Do this -
Report each line in the entries below that contains the word "ceiling", copying every such line in full.

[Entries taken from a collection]
++++++++
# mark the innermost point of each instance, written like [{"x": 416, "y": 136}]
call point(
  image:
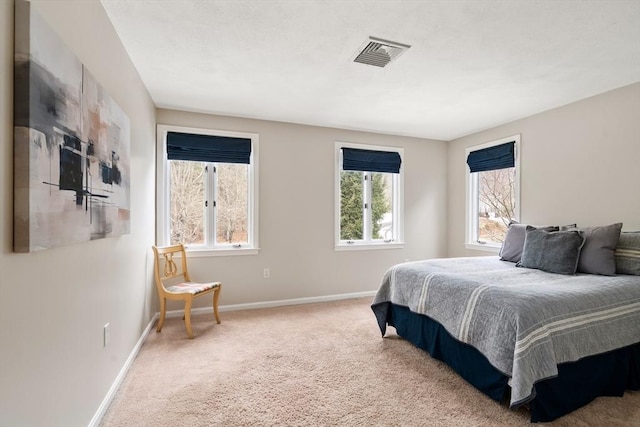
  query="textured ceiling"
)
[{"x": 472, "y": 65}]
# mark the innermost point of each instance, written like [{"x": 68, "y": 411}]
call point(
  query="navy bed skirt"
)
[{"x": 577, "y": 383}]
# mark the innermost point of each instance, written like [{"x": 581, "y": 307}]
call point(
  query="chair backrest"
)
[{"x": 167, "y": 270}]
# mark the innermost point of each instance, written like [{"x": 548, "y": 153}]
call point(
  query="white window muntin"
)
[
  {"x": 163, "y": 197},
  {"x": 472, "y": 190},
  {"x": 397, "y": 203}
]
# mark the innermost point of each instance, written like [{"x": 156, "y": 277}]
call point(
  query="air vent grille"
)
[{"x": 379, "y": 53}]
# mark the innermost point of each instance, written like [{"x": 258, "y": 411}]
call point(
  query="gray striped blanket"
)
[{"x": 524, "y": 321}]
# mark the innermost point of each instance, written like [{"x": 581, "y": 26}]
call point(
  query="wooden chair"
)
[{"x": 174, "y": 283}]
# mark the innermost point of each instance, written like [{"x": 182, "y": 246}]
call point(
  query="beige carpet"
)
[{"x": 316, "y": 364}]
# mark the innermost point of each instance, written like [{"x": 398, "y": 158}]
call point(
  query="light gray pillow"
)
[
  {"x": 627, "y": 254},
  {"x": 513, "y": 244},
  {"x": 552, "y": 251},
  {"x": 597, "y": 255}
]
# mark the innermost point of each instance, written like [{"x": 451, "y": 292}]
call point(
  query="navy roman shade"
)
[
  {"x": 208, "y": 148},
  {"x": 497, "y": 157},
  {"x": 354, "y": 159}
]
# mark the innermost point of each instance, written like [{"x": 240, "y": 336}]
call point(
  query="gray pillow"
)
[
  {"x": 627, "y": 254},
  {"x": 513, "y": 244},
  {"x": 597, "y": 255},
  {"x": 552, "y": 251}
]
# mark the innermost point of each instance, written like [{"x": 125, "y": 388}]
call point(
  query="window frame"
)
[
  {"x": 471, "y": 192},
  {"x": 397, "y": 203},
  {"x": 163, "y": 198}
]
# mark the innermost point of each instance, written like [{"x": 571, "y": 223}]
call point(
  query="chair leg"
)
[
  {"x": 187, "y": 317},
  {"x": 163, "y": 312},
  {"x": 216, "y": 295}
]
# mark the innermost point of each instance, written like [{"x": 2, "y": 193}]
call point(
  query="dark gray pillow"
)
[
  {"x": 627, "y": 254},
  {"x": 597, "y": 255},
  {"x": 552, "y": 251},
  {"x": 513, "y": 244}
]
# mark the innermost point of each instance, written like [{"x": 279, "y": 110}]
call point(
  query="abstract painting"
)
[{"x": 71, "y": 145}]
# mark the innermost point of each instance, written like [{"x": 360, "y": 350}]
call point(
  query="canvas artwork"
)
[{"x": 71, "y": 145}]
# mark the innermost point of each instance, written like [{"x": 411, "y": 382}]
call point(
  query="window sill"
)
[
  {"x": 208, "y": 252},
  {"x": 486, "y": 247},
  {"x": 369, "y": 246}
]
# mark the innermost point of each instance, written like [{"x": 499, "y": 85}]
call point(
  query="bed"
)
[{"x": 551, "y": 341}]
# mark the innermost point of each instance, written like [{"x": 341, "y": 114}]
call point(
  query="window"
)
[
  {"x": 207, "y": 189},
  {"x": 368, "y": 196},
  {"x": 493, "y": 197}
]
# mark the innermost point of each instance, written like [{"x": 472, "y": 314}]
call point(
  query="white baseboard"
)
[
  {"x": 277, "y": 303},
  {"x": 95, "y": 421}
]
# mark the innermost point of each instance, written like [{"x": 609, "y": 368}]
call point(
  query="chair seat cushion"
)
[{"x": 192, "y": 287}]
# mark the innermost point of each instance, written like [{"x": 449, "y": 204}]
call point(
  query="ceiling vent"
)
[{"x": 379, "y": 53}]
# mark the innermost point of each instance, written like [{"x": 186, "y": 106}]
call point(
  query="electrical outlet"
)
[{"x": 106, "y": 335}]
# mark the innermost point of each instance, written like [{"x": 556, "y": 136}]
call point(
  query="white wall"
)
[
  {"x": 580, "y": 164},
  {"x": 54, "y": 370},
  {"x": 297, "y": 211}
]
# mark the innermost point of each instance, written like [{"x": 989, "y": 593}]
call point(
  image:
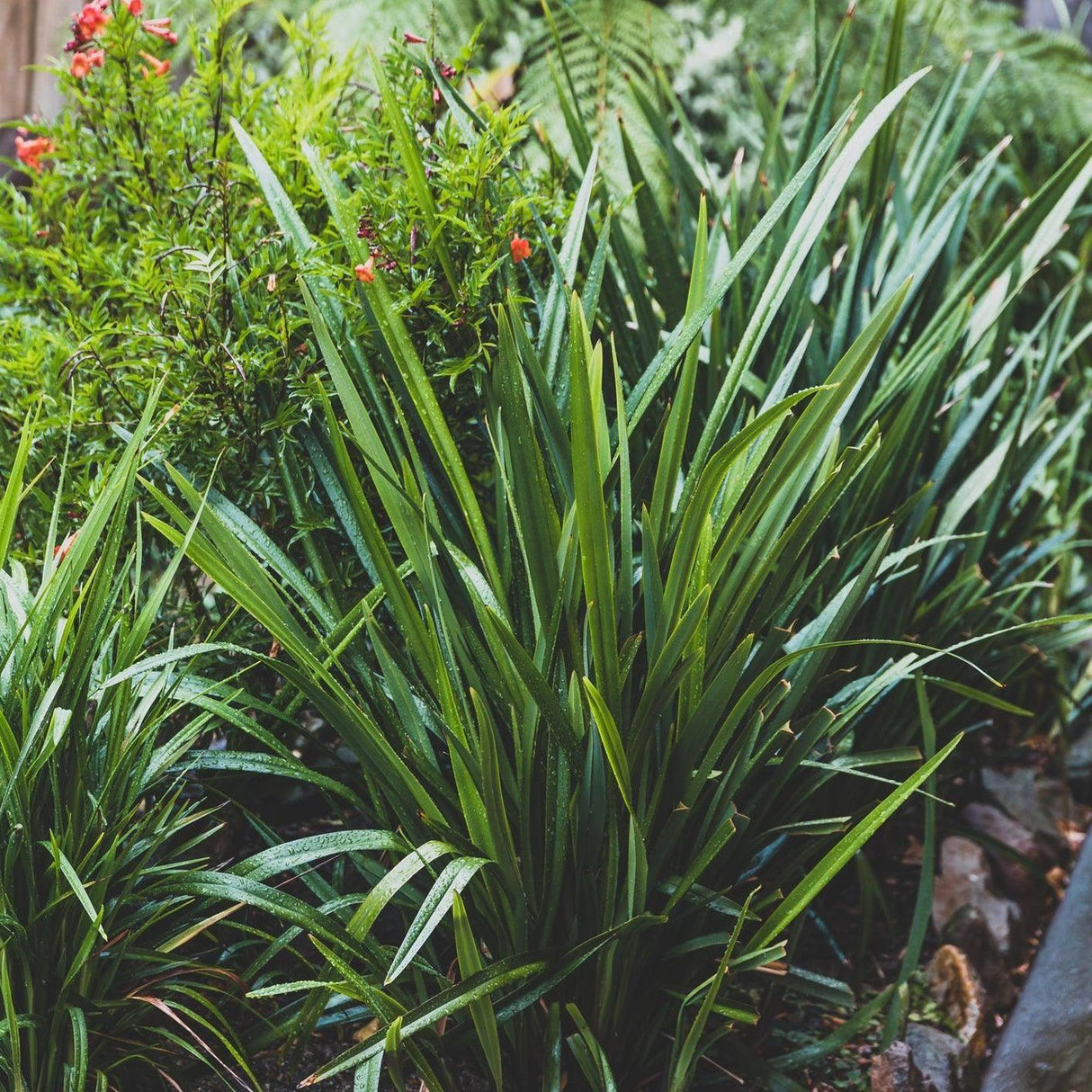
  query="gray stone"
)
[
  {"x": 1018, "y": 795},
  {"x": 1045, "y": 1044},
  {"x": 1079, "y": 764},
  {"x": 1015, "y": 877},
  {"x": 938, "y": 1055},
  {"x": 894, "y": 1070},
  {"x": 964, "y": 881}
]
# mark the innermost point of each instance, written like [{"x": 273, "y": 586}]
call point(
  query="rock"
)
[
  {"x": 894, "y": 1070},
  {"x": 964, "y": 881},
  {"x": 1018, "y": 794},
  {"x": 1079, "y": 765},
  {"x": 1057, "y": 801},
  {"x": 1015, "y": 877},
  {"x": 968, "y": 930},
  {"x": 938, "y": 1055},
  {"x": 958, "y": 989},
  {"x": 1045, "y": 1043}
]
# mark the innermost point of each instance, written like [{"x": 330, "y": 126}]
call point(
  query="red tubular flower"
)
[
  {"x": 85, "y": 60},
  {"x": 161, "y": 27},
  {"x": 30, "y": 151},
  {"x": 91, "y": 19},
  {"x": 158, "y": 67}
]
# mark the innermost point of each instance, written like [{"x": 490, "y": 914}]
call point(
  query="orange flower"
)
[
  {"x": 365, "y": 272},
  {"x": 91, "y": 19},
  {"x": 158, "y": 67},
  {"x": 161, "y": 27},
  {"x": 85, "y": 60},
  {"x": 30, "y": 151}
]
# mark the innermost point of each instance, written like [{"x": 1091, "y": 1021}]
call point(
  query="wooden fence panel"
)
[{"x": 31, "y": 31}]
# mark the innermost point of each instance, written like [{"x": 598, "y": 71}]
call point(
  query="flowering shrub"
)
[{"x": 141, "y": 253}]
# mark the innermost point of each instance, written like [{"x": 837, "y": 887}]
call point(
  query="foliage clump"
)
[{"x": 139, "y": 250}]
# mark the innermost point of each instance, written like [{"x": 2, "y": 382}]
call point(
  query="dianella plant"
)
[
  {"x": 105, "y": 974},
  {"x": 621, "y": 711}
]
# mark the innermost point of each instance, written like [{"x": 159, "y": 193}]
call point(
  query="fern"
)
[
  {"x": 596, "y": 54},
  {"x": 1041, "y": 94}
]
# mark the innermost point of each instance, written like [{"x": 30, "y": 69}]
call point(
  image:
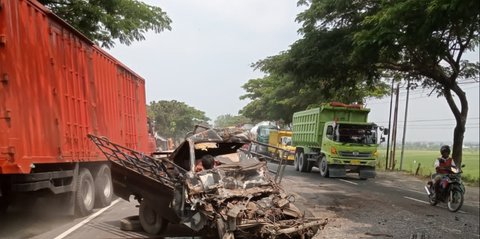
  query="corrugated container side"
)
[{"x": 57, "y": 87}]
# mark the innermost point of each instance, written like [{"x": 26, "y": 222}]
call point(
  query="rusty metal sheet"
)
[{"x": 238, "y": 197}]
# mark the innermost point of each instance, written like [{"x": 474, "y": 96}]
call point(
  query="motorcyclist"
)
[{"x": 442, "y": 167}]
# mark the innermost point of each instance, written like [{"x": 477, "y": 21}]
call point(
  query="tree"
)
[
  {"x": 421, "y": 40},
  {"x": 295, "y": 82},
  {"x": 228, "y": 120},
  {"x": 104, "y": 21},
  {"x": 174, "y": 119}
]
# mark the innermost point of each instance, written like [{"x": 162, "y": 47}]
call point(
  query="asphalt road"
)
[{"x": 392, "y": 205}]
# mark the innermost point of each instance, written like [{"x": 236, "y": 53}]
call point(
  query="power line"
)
++++++++
Exercise output -
  query="textured ceiling"
  query="ceiling vent"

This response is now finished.